BEGIN Given records

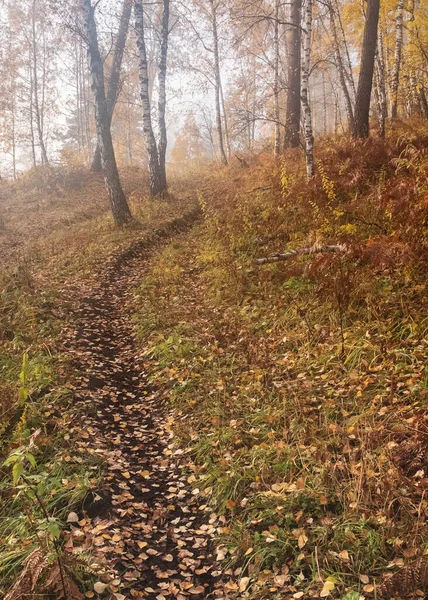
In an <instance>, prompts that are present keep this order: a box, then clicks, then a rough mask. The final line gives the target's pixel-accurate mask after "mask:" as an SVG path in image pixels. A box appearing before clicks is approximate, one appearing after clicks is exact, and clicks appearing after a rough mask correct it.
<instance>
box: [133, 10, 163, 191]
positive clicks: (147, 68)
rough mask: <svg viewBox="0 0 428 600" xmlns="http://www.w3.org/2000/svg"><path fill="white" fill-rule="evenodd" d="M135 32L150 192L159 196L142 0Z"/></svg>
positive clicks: (135, 15)
mask: <svg viewBox="0 0 428 600" xmlns="http://www.w3.org/2000/svg"><path fill="white" fill-rule="evenodd" d="M134 13H135V33H136V36H137V48H138V56H139V58H138V67H139V71H140V96H141V102H142V104H143V132H144V137H145V140H146V146H147V153H148V158H149V179H150V194H151V196H152V197H155V196H159V194H161V193H162V192H163V191H164V188H163V186H162V177H161V172H160V167H159V154H158V148H157V144H156V138H155V134H154V131H153V125H152V113H151V106H150V94H149V71H148V63H147V51H146V40H145V34H144V26H145V25H144V9H143V3H142V0H135V2H134Z"/></svg>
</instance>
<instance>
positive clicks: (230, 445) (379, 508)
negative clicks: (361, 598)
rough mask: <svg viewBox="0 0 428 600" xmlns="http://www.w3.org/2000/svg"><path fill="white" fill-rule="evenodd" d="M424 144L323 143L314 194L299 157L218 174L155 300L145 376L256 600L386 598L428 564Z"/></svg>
mask: <svg viewBox="0 0 428 600" xmlns="http://www.w3.org/2000/svg"><path fill="white" fill-rule="evenodd" d="M427 136H428V131H427V130H426V126H423V125H422V126H421V125H415V126H407V127H406V128H405V129H404V128H403V129H402V130H401V131H400V132H399V133H398V134H395V135H393V136H392V137H391V138H389V139H388V141H387V142H385V141H382V140H377V139H374V140H369V141H366V142H364V143H361V142H352V141H349V140H347V139H344V140H339V141H338V140H328V139H327V140H325V141H324V142H323V147H322V148H321V149H320V150H319V152H318V169H317V175H316V177H315V178H314V180H313V181H312V182H310V183H306V182H305V180H304V170H303V166H302V164H301V162H300V160H299V159H298V158H297V156H296V155H294V154H292V153H291V152H290V153H289V154H288V155H287V156H285V157H283V158H281V159H280V160H278V161H275V160H274V159H273V158H272V157H270V156H260V157H259V158H258V159H257V160H255V161H253V164H252V165H251V168H250V169H248V170H246V171H237V170H234V169H233V168H230V169H229V170H228V171H223V172H220V173H214V174H213V175H212V177H211V181H210V185H208V186H207V185H206V186H205V189H204V190H201V191H200V193H199V199H200V203H201V206H202V209H203V212H204V223H203V225H201V226H200V227H198V228H196V229H194V230H193V231H192V232H191V233H189V234H187V235H183V236H181V237H180V238H177V239H176V240H175V241H174V242H173V243H172V244H170V245H169V247H167V248H166V249H165V250H164V251H163V252H162V253H160V255H159V256H158V257H157V259H156V261H155V262H154V264H153V266H152V269H151V272H150V274H149V276H148V277H146V278H145V280H144V282H143V283H142V285H141V288H140V292H139V306H138V312H137V315H136V323H137V327H138V329H139V335H140V339H141V343H142V344H144V347H145V351H146V355H147V369H148V370H149V371H150V372H152V374H153V379H154V380H155V381H156V383H157V384H158V385H161V386H163V388H164V389H165V390H166V394H167V395H168V398H169V401H170V403H171V406H172V409H173V411H174V416H175V433H176V437H177V440H178V441H177V443H178V444H180V445H185V446H186V445H187V446H188V448H189V451H188V452H189V468H190V469H191V470H192V475H191V476H190V478H189V481H191V482H192V483H193V484H194V485H195V486H196V487H197V488H198V489H199V490H200V493H201V494H202V495H203V496H205V497H206V499H207V502H209V503H210V504H211V505H212V506H213V508H214V509H215V510H216V512H217V513H218V514H221V515H224V516H226V518H227V524H226V525H225V527H224V528H223V535H222V539H221V540H220V542H219V543H220V545H221V546H220V547H221V548H223V550H222V551H221V558H224V560H225V561H226V565H229V567H230V568H232V569H238V571H236V572H237V573H239V574H240V575H241V576H242V575H245V576H248V577H250V579H251V588H250V589H251V592H252V594H253V595H254V596H255V597H260V598H263V597H266V598H273V597H276V594H277V595H278V598H279V597H281V598H288V597H290V598H292V597H294V598H299V597H318V596H319V595H321V596H322V597H324V596H328V595H331V596H333V597H340V598H342V597H346V598H347V599H351V598H354V597H355V598H358V597H359V595H360V594H363V595H366V596H372V595H373V594H376V585H378V584H379V581H380V580H381V576H382V579H383V577H384V576H385V575H386V576H387V574H388V573H393V572H394V571H395V570H396V569H397V567H399V566H402V565H403V564H406V565H407V564H412V560H414V559H416V558H418V557H420V556H422V555H424V554H425V553H426V552H428V538H427V527H426V524H425V521H426V516H427V515H428V503H427V499H426V497H425V496H426V488H427V486H428V454H427V453H426V450H425V444H426V435H427V433H428V421H427V419H426V416H425V411H426V405H427V402H428V384H427V382H428V350H427V340H428V318H427V314H428V312H427V308H428V301H427V290H426V259H427V256H428V189H427V183H426V182H427V180H428V179H427V175H428V152H427V150H426V148H427V144H426V141H427V139H428V137H427ZM325 244H335V245H339V246H340V248H341V249H340V251H339V252H334V253H322V252H320V253H318V254H310V255H305V256H301V257H297V258H291V259H289V260H288V261H284V262H282V261H280V262H274V263H272V264H266V265H257V264H256V263H255V260H254V259H255V258H257V257H261V256H269V255H272V254H275V253H278V252H286V251H288V250H292V249H295V248H299V247H312V248H318V247H321V246H323V245H325ZM408 591H409V592H412V591H415V590H411V589H409V590H408ZM284 593H286V595H284Z"/></svg>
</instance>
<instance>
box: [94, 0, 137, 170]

END Given records

Your goal |
Find every line in the items above that contains the word "positive", matching case exactly, and copy each of those lines.

Answer below |
positive clicks: (147, 68)
positive clicks: (135, 15)
positive clicks: (230, 445) (379, 508)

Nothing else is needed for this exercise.